═════ Extract to read
Just as the Court in Ehret found school boards vested with a general power, under the School Code of 1911, to suspend tenure teachers who are no longer necessary for the efficient operation of the school district because their department has been abolished, we find that school boards possess a similar power under the existing school code. By allowing the suspension of professional employees upon the alteration or curtailment of an educational program 'to coform with standards of organization . . . required by law' and by continuing a Section 1106 of the Code [24 P.S. § 11-1106], the requirement or standard that school boards shall hire only necessary teachers, the legislature has authorized school boards to suspend professionals made unnecessary by the curtailment or alteration of a school's educational program. (Emphasis in original.)

Sporie v. Eastern Westmoreland Area Vocational-Technical School, supra at 395, 408 A.2d at 891. Sporie placed the burden on the school board to prove that the suspension was based solely on a desire to provide a more efficient and effective school system and we must conclude that NASPS has met that burden

[ 57 Pa. Commw. Page 49]

    inasmuch as the uncontradicted evidence establishes that the appellant's suspension resulted entirely from NASPS' inability to obtain federal funding despite all its efforts to do so and there was no evidence of an ulterior motive to circumvent the teacher tenure provisions of the School Code. Moreover, this case involves the curtailment of an educational program through the elimination of an entire guidance service and the suspension of all the counselors therein and is, therefore, distinguishable from such cases as Brinser v. Joint-Operating Committee, 44 Pa. Commonwealth Ct. 554, 405 A.2d 964 (1979) and Theros v. Warwick Board of School Directors, supra, where only one position was eliminated and only one teacher suspended. Thus, after an examination of the record and of the applicable law, we must conclude, that there is substantial evidence to support NASPS' suspension of the appellant under Section 1124(2) of the School Code.
══════════
═════ Stored records
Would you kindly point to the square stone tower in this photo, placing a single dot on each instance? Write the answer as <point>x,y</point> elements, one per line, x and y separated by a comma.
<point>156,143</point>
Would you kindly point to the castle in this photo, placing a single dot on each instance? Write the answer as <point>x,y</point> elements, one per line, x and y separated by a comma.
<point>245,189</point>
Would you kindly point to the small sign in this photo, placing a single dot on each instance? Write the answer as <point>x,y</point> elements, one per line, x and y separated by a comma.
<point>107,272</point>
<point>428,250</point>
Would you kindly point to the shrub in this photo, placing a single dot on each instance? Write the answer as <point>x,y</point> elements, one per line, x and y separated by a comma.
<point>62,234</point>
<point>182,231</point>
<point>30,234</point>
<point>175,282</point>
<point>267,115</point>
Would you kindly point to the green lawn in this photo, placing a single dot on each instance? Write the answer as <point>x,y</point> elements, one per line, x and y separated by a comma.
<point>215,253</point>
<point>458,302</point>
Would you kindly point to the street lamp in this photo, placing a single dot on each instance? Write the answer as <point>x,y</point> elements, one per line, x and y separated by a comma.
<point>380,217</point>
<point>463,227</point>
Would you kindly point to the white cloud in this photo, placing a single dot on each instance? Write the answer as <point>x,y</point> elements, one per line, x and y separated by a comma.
══════════
# Problems
**A.** Render this sentence from the court opinion on the teacher's suspension in Spanish: "Thus, after an examination of the record and of the applicable law, we must conclude, that there is substantial evidence to support NASPS' suspension of the appellant under Section 1124(2) of the School Code."
**B.** Take the court opinion on the teacher's suspension further, beginning after its final sentence.

# Responses to the exercise
**A.** Así, tras examinar el expediente y la legislación aplicable, debemos concluir que existen pruebas sustanciales que respaldan la suspensión del apelante por parte de NASPS conforme a la Sección 1124(2) del Código Escolar.

**B.**
The appellant further raises the constitutional argument that he was denied due process in that the solicitor for NASPS served as the neutral party responsible for ruling on the objections which arose at his hearing. We must reject this argument and note that NASPS employed an independent attorney to present the case in favor of the suspension and that the record evidences no intermingling of the judicial and prosecutorial roles. See Smith v. Richland School District, 36 Pa. Commonwealth Ct. 150, 387 A.2d 974 (1978).

Finally, the appellant attacks his suspension on the grounds that Section 1125(b) of the School Code, 24 P.S. § 11-1125, requires that NASPS should have suspended teachers with lesser seniority before suspending him. Welsko v. Foster Township School District, 383 Pa. 390, 119 A.2d 43 (1956). We must agree with the lower court, however, that Section 1125 was

[ 57 Pa. Commw. Page 50]

    not violated, for the evidence demonstrates that NASPS sought to realign its staff to accommodate the appellant but that no position existed for which he was certified or qualified. See Smith v. Harmony Area School District, 16 Pa. Commonwealth Ct. 175, 328 A.2d 883 (1974).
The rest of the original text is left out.